**EXERCISES TO COMPLETE**
(a) Write out everything in the passage on choosing a psychotherapist from "Pastoral Counselor: These" down to "in marriage counseling.", word for word.
(b) Extend the guide to choosing a psychotherapist past its final sentence, keeping its style.

**DOCUMENT SEGMENT**
Choosing a Psychotherapist

Psychotherapy can be a life-changing experience. Finding a therapist with whom you feel comfortable is very important. One of the reasons psychotherapy is successful is the rapport that develops between therapist and client. Taking the time to have a brief conversation over the phone with potential therapists can help you make an informed decision. You may want to know how long they have been in practice, and if they specialize in any particular areas. This can include asking them about their views on topics of importance to you. If you have a preference for a particular type of therapy, ask if he or she has had training and experience in that therapeutic intervention. But also trust your intuition. Does the therapist sound warm and inviting? Is he or she willing to take the time to answer your questions? Does he or she express confidence in being able to help you?

There are five types of mental health practitioners licensed by the New Hampshire Board of Mental Health Practice, and two by the NH Medical Board. Here is a brief description of each:

Clinical Psychologist: A Clinical Psychologist has a PhD or PsyD in psychology, which includes 4-5 years of course work and a major research project. He or she has completed an Internship and at least two years (3,000 hours) of working with clients under supervision, and has passed a written exam. The license of Clinical Psychologist has the widest scope of practice for psychotherapists, including assessment, prevention and treatment of emotional and mental disorders with individuals, children, adolescents, couples, families and groups with personal, social, emotional or behavioral problems. They are licensed to do psychological testing and interpretation. Psychologists cannot prescribe medications.

Pastoral Counselor: These are members of the clergy who have specialized training in psychology and counseling. They have a Doctorate degree, Clinical Pastoral Education, and postdoctoral supervised experience. In New Hampshire they are licensed at the same level as psychologists. Most do not provide counseling solely from a religious framework, but it's important to ask about their religious orientation. Many have a special interest in marriage counseling.

(Stored items from a collection)
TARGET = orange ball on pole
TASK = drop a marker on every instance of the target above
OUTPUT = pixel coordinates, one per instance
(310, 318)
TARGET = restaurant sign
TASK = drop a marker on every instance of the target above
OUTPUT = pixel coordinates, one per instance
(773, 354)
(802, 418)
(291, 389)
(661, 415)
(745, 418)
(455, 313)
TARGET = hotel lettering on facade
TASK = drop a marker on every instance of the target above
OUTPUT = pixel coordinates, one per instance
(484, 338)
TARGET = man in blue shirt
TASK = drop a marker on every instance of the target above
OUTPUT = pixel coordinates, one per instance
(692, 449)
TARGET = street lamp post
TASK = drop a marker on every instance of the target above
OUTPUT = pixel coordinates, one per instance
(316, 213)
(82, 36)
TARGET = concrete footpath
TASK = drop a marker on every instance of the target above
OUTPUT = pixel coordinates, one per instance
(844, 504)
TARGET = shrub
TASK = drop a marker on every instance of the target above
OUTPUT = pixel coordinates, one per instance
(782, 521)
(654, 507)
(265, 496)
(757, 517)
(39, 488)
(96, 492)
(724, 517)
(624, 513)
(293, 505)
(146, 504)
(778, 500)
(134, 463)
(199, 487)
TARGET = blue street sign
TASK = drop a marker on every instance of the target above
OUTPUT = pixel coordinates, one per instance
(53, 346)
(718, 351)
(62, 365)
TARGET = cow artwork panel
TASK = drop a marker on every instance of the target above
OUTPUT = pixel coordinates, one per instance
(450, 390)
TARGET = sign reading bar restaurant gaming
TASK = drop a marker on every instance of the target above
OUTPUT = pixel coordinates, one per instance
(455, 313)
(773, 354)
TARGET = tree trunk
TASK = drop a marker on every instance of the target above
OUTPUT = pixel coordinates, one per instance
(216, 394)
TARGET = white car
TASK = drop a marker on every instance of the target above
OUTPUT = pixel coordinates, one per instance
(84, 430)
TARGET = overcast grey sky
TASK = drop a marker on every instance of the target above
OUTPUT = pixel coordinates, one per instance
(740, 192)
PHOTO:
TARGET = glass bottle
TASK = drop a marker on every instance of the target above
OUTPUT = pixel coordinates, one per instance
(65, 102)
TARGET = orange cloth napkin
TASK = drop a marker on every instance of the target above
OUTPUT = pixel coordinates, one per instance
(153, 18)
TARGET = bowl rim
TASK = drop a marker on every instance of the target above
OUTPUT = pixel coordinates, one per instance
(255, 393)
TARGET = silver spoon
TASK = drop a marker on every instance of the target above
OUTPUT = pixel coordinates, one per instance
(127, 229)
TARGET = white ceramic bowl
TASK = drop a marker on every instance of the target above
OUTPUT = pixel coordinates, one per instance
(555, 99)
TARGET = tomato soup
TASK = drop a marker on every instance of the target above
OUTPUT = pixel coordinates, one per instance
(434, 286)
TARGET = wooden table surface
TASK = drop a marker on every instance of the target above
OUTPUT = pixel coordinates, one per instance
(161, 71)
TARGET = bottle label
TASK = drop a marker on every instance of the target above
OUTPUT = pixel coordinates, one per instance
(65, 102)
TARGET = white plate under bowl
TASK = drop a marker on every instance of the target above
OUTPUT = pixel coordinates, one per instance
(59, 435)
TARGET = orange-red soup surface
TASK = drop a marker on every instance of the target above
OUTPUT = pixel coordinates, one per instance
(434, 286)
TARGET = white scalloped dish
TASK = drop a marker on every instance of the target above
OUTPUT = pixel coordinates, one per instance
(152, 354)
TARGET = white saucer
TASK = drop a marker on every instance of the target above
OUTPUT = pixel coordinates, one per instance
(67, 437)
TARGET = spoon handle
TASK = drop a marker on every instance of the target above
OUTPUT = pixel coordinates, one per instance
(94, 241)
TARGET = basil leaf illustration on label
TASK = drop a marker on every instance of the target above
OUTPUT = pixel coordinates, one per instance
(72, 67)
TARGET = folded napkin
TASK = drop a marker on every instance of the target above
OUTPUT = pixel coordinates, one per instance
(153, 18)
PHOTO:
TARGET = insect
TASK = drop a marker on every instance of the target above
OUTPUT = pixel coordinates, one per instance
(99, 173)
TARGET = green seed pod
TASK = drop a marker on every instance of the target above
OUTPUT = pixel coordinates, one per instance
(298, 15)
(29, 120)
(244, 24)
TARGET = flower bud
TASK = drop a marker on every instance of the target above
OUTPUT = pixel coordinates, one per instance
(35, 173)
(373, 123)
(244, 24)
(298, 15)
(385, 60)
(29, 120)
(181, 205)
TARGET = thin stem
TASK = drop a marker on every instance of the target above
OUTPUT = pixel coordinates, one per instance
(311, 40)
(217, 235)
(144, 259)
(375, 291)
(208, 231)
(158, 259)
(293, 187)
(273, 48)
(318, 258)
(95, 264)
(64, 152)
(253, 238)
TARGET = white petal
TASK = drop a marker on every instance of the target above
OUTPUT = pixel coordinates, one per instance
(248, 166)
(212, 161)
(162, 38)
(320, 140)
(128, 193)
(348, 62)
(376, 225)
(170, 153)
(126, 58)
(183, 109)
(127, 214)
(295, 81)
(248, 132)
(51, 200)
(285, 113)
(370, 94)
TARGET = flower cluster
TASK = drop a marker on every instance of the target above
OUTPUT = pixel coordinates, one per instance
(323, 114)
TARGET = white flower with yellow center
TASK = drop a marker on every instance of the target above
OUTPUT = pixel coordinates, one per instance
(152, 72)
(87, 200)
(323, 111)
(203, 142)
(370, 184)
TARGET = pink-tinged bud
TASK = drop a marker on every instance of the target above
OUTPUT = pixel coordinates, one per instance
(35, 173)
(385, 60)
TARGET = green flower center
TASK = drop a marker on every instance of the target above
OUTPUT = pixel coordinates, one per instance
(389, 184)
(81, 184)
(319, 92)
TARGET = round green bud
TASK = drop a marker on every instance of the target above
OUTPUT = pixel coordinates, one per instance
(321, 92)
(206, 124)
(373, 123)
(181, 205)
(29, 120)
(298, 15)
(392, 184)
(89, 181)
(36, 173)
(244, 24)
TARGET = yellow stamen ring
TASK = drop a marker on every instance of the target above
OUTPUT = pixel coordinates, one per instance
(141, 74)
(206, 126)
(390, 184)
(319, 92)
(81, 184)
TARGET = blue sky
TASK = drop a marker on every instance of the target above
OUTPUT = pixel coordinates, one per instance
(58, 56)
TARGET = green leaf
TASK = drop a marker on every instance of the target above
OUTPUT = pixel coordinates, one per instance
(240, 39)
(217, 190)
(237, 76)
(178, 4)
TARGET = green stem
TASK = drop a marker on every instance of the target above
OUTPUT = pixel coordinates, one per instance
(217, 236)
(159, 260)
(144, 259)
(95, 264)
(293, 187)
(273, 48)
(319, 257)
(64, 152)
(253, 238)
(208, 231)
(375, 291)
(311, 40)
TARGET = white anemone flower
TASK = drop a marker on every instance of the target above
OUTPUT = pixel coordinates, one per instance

**ANSWERS BY TASK**
(a)
Pastoral Counselor: These are members of the clergy who have specialized training in psychology and counseling. They have a Doctorate degree, Clinical Pastoral Education, and postdoctoral supervised experience. In New Hampshire they are licensed at the same level as psychologists. Most do not provide counseling solely from a religious framework, but it's important to ask about their religious orientation. Many have a special interest in marriage counseling.

(b)
Clinical Social Worker: A Licensed Social Worker has a Master's Degree in Social Work plus 1,000 hours of clinical placement and 3,000 hours of post-Masters clinical supervision. They are required to pass a national written exam. Their training focuses on social work, such as family intervention and the welfare of children. They provide individual, group, family, child, marital, and adolescent therapy. They often practice in family service agencies, hospitals, employee assistance programs, and mental health clinics.

Marriage and Family Counselor: A Marriage and Family Counselor holds a Master's degree in counseling and has completed 3,000 hours of supervised experience. They must also pass a written exam. Their license allows them to counsel individuals, couples, children, adolescents and groups with relationship problems.

Mental Health Counselor: A Licensed Mental Health Counselor also has a Master's Degree in Counseling, and 3,000 hours of supervised experience, and has passed a written exam. Their license allows them to provide general counseling, but their experience is often focused on a particular problem or group of clients. They most often work in mental health centers.

These groups are licensed by the NH Board of Mental Health Practice. They are required to have 20 hours of Continuing Education a year, and to document peer supervision and/or collaboration with other mental health professionals. They are the only professionals licensed in NH to provide psychotherapy. If someone advertises as a psychotherapist and is not licensed they are breaking the law.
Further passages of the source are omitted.